UP Pep Squad’s recipe for redemption: Lessons from the cheerdance mat

It has been two weeks since they placed first runner-up at the UAAP 76 Cheerdance Competition, held at the Mall of Asia Arena last Sept.15, following a three-peat championship reign. There was no room to brood over the loss as they are now back to training – this time in preparation for the World Cheerleading Championships in Thailand on November, where the UP Pep Squad will represent the Philippines.

By Matthew Reysio-Cruz

It is nearing 6 PM on a rainy Friday night – at long last, the end of a difficult and tiring week and, for the majority of the University’s students, a cause for celebration.

For the UP Pep Squad, however, the day has just begun.

Photo by Marlon Nombrado
The UP Pep Squad’s party-themed routine. Photo by Marlon Nombrado

It has been two weeks since they placed first runner-up at the UAAP 76 Cheerdance Competition, held at the Mall of Asia Arena last Sept.15, following a three-peat championship reign.

There was no room to brood over the loss as they are now back to training – this time in preparation for the World Cheerleading Championships in Thailand in November, where the UP Pep Squad will represent the Philippines.

They trickle into the back door of the University Theater, where training is held each night of the week, including weekends. They arrive well ahead of the scheduled training time, careful not to be late, knowing full well the gravity of each second of preparation.

They were given only a two-day break in between the competition and the resumption of training, but these days were still spent performing during the halftime of UAAP Men’s Basketball games.

Nasanay na rin kami,” was what co-captain Lian Melegrito had to say about the demanding training hours that go behind their awe-inspiring and spectacular routines.

Melegrito is a fifth year Sports Science student, who competed for the third straight time this year. She hopes to graduate this semester.

Mga two days after iniisip ko pa rin siya. Triny kong ma-assess nang maigi yung mga days before the competition kung ano bang nangyari, kung may ginawa akong mali as a captain (Two days after [the competition], I was still thinking about it. I tried to reassess what happened during the days prior to the competition, whether I did something wrong as a captain),” she said, reflecting on the outcome of the competition.

The UP Pep Squad still managed to snag a podium finish, and have done so without fail since 1995. Still, the expectations were set high.

“Happy ako na first runner-up kamiyung acceptance lang talaga, matagal siya mag-sink in (I’m happy we placed as first runner-up, but it takes a while for it to sink in),” she said.

Melegrito remains certain though that there is no such thing as a loss – Simply the chance to be humbled, to take note of the needed areas of improvement, and come back hungrier.

“Instead of letting it get the best of them, I said to the team: take this as an opportunity to be better people, to be better cheerleaders,” she said.
┄┄┄┄┄┄┄┄┄┄
**Tasks to carry out:**
[a] Answer these from the UP Pep Squad article:
(i) In which country will the World Cheerleading Championships be held?
(ii) What year level and course is co-captain Lian Melegrito in?
(iii) Since what year has the squad finished on the podium without fail?
[b] Extend the UP Pep Squad article by writing what follows its final paragraph.

**Listing:**
┄┄┄┄┄┄┄┄┄┄
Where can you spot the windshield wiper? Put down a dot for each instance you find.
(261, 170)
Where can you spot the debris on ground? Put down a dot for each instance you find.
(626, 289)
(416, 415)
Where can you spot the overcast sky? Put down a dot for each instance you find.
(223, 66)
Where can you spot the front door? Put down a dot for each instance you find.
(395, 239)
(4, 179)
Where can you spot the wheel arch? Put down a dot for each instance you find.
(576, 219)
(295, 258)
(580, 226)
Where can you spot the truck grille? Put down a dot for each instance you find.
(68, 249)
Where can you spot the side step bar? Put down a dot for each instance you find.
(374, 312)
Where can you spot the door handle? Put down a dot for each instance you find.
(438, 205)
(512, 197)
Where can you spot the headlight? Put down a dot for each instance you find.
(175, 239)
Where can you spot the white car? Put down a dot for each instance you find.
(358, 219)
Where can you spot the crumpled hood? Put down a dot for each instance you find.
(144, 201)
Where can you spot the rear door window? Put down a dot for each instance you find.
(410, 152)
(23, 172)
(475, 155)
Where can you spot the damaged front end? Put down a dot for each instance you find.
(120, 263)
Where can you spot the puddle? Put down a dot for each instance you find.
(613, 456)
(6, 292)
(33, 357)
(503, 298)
┄┄┄┄┄┄┄┄┄┄
**Results in order:**
[a]
(i) Thailand
(ii) Fifth year, Sports Science
(iii) 1995

[b]
The Road to CDC

The road to the UAAP Cheerdance Competition was far from easy.

Training this year began in summer, even earlier than usual, in anticipation of Head Coach Lalaine “Lala” Pereña and Assistant Coach Pio Opinaldo’s trip to France from July to August. The squad trained for almost six months in total.

Mas maaga yung preparation namin this year kasi ayaw ni Coach Lala na umalis siya na wala pa siyang nakikitang kahit skeleton (We started training very early this year, for Coach Lala did not want to leave without seeing even the routine’s skeleton),” said Opinaldo.

Melegrito reflects, “[It was] weird, kasi wala pa akong year na nawala siya. Medyo naging stressful siya para sa captains as well as to the assistant coaches who had to take over.”

She added that Coach Lala still remained hands-on, as they updated her on their routine through Skype and sent her a video each day detailing their progress.

Fitting the routine within the six-minute limit and cutting or completely removing several of the dances were among the issues last to be addressed. These were details usually fixed by early August, but this year, it was only until the coach’s return on Aug. 28 – two weeks before the competition – when these were settled.

Things went relatively smooth-sailing from there, but Opinaldo recalled: “Sabi ni Coach Lala noon, ‘It’s too good to be true na maaga na matapos yung routine tapos walang mangyayari.’”

This proved to be true when, just 10 days before competition, one of the Squad’s top flyers fractured her finger. She had to be replaced, much to the team’s disadvantage.

“Even though we have reserves, her parts took a month to learn, so it was hard to replace her,” Melegrito said in Filipino.

She recalled how they had to do a trial-and-error on who would replace their injured flyer – they barely had enough time to adjust. This stretched their already extended training hours, which at that point already lasted until midnight.

The obstacles did not end there: exactly one week before the big day, the main base for the Group Stunt Category had to be replaced due to several injuries he had sustained throughout training.

Opinaldo, however, explained that they were always prepared with reserves and counterparts for backup.

Despite the many adjustments, Melegrito said no part was made easier.

She added that they faced an even greater challenge last year when their costumes arrived and they realized the material was unfit to handle the Squad’s rigorous routine. New costumes had to be made two days before the competition, and these did not arrive until two hours before the competition began.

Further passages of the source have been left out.